------ Fonte
Il 22 maggio del 1873 muore a Milano Alessandro Francesco Tommaso Antonio Manzoni; moltissime le iniziative che già fervono per celebrare i prossimi 150 anni dalla scomparsa dello scrittore e drammaturgo, autore de I promessi sposi. Il celebre romanzo storico che ambienterà, tra il 1628 e il 1630, nella campagna lombarda devastata dalla guerra dei Trent’anni e stremata dalla carestia e dalla pestilenza. “Quel ramo del lago di Como, che volge a mezzogiorno..” queste le parole che aprono la storia, conducendo il lettore lungo uno scenario magnifico di quel territorio lecchese che si arricchisce di pendii, poggi, campi e vigne con casali e ville e boschi che abbracciano la montagna. Una spettacolare immagine di Lecco di cui il Manzoni scrisse: “un paese che chiamerei uno dei più belli al mondo!”
Ripercorriamo le tappe manzoniane partendo da Monza che lo scrittore descrive come: “un borgo nobile e antico, al quale di città non mancava che il nome; altrove parla del Lambro che vi scorre: altrove ancora dice che v’era un arciprete: con queste indicazioni non v’ha in Europa uomo che sappia leggere e scrivere, il quale tosto non esclami: Monza” con una sosta all’osteria del Baraccone, in cui Renzo, Lucia e Agnese soggiornano, il convento dei Cappuccini, le rovine del “castellaccio” visconteo e il monastero di Suor Virginia De Leyva, la monaca di Monza, “a sei anni Gertrude fu collocala, per educazione e ancor più per istradamento alla vocazione impostale, nel monastero dove l’abbiamo veduta: e la scelta del luogo non fu senza disegno. Il buon conduttore delle due donne ha detto che il padre della signora era il primo in Monza e accozzando questa qualsisia testimonianza con alcune altre indicazioni che l’anonimo lascia scappare sbadatamente qua e là, noi potremmo di leggieri asserire che egli fosse il feudatario di quel paese.”
------------
__Esercizi__.
[1] Rispondi a queste domande sul testo su Manzoni:
(a) In che giorno e in quale città muore lo scrittore?
(b) Tra quali anni è ambientato I promessi sposi?
(c) In quale osteria di Monza soggiornano Renzo, Lucia e Agnese?
[2] Secondo il testo su Manzoni, per quale motivo Gertrude fu messa nel monastero a sei anni?
[3] Prosegui il testo su Manzoni dal punto in cui si interrompe.
Le voci non sono necessarie per rispondere.
------ Contenuto del dataset
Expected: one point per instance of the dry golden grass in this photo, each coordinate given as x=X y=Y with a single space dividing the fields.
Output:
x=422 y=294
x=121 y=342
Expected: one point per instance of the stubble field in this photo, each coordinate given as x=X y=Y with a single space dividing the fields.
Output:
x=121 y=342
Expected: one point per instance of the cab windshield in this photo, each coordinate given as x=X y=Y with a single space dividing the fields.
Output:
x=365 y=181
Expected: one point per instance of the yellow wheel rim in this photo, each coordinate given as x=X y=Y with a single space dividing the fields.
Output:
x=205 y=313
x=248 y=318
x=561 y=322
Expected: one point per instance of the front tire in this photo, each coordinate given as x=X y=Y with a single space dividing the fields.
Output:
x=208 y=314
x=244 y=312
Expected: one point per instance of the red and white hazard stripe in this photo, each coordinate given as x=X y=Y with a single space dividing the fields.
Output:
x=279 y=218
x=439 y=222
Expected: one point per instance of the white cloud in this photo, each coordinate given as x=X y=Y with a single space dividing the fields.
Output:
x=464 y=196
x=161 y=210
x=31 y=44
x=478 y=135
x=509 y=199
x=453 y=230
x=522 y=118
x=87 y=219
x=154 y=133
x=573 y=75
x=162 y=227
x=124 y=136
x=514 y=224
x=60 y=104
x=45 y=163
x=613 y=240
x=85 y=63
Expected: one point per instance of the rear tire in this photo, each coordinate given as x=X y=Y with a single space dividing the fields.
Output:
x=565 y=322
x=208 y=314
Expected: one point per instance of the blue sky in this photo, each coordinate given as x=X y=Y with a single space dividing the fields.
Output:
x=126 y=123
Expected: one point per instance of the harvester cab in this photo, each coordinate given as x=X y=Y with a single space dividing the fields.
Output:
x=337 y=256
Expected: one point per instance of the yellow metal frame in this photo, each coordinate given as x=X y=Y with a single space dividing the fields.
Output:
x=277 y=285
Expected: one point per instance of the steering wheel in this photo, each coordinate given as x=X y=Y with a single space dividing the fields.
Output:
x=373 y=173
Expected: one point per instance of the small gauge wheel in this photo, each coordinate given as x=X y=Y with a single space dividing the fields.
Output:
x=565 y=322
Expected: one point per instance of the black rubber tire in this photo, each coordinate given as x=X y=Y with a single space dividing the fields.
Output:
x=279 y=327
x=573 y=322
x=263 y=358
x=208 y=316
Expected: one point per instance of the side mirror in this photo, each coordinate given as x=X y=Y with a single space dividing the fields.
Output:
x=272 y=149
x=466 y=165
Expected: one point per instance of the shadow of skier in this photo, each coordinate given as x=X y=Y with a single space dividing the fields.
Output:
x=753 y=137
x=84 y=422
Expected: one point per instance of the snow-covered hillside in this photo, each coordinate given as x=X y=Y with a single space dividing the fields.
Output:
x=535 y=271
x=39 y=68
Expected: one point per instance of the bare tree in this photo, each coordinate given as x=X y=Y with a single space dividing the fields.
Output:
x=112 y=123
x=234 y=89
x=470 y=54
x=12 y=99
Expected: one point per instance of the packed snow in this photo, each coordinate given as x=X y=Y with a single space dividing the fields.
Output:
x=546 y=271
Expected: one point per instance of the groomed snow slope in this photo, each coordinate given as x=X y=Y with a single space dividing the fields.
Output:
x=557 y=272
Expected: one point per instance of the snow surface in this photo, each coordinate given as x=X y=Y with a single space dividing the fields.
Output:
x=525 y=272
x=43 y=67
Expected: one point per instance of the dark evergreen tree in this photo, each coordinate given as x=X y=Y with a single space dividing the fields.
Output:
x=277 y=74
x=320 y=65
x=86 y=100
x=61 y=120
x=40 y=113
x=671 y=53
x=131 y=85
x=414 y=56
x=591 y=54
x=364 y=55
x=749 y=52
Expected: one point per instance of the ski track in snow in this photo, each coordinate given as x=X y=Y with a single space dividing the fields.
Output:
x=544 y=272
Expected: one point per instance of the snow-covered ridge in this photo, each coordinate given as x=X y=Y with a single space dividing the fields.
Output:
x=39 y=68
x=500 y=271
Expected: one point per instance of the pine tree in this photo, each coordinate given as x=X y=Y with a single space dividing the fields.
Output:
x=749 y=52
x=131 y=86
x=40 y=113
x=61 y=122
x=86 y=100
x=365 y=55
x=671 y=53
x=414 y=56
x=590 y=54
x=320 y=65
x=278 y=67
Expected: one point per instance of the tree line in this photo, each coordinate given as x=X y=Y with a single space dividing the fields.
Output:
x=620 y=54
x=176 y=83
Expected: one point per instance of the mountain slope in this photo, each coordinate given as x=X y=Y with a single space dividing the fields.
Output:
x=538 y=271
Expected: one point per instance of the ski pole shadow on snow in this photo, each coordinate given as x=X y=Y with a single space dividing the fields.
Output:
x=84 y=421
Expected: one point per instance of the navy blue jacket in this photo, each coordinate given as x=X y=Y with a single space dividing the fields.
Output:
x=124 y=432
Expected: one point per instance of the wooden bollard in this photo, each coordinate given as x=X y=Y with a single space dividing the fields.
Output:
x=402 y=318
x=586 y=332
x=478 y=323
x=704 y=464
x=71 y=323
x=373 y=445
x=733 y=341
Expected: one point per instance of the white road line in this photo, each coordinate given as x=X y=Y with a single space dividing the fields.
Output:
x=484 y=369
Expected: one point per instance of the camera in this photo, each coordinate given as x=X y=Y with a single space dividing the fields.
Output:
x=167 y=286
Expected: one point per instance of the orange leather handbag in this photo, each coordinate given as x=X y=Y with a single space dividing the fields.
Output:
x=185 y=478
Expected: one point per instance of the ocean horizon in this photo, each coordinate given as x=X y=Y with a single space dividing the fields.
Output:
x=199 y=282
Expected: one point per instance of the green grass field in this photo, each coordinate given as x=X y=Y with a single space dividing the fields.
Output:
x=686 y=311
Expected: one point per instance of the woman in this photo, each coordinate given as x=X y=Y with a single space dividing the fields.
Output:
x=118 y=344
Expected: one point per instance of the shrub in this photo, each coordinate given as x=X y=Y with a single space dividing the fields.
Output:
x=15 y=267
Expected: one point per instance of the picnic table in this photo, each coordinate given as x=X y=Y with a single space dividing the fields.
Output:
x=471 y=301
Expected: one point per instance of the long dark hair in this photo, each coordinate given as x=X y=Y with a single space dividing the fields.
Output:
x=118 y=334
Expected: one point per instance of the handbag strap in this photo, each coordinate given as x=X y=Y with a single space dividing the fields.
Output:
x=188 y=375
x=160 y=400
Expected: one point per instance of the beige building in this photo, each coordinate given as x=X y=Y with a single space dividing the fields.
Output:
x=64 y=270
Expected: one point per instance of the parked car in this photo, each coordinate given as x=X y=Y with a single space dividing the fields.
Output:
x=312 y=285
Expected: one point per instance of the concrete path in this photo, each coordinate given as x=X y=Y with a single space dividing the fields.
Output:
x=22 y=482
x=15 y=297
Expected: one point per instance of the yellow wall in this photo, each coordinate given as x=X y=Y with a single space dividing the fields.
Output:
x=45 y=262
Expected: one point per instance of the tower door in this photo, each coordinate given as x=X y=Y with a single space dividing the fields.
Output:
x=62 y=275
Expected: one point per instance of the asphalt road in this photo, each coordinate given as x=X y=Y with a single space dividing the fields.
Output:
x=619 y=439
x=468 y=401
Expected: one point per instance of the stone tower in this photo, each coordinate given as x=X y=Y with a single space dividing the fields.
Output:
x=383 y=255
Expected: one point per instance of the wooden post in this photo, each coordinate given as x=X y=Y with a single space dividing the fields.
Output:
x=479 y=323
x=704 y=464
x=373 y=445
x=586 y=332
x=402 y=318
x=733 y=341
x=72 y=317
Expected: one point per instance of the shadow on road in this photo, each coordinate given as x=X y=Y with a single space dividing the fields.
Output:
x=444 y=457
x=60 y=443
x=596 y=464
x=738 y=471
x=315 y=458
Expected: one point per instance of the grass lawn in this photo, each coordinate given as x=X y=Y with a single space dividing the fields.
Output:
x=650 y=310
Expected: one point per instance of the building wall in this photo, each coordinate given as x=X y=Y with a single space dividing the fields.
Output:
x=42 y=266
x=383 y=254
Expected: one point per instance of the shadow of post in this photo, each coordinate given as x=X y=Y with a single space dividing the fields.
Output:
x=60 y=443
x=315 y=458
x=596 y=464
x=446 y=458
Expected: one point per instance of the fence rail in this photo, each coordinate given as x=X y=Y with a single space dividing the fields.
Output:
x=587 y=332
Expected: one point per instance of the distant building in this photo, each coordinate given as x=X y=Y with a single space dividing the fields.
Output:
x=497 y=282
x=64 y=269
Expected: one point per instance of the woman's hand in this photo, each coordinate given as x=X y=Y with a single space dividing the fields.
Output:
------------
__Soluzioni__.
[1]
(a) Il 22 maggio 1873, a Milano.
(b) Tra il 1628 e il 1630.
(c) All'osteria del Baraccone.

[2] Fu messa nel monastero per essere educata e, ancor più, per essere avviata alla vocazione che le era stata imposta.

[3]
Proseguiamo in direzione Lecco, percorrendo una tortuosa strada a chiocciola, fino al promontorio dello Zucco, dove troviamo una piccola fortezza squadrata edificata nel XVI secolo per opera dei nobili Arrigoni di Introbio che lo scrittore descriverà come il palazzotto di Don Rodrigo “…il palazzotto di don Rodrigo, con la sua torre piatta, elevato sopra le casucce ammucchiate alla falda del promontorio, pareva un feroce che, ritto nelle tenebre, in mezzo a una compagnia d’addormentati, vegliasse, meditando un delitto…. (…) sorgeva isolato, a somiglianza d’una bicocca, sulla cima d’uno de’ poggi ond’è sparsa e rilevata quella costiera. A questa indicazione l’anonimo aggiunge che il luogo (avrebbe fatto meglio a scriverne alla buona il nome) era più in su del paesello degli sposi, discosto da questo forse tre miglia, e quattro dal convento. Appiè del poggio, dalla parte che guarda a mezzogiorno, e verso il lago, giaceva un mucchietto di casupole, abitate da contadini di don Rodrigo; ed era come la piccola capitale del suo piccol regno. Bastava passarvi, per esser chiarito della condizione e de’ costumi del paese. Dando un’occhiata nelle stanze terrene, dove qualche uscio fosse aperto, si vedevano attaccati al muro schioppi, tromboni, zappe, rastrelli, cappelli di paglia, reticelle e fiaschetti da polvere, alla rinfusa”.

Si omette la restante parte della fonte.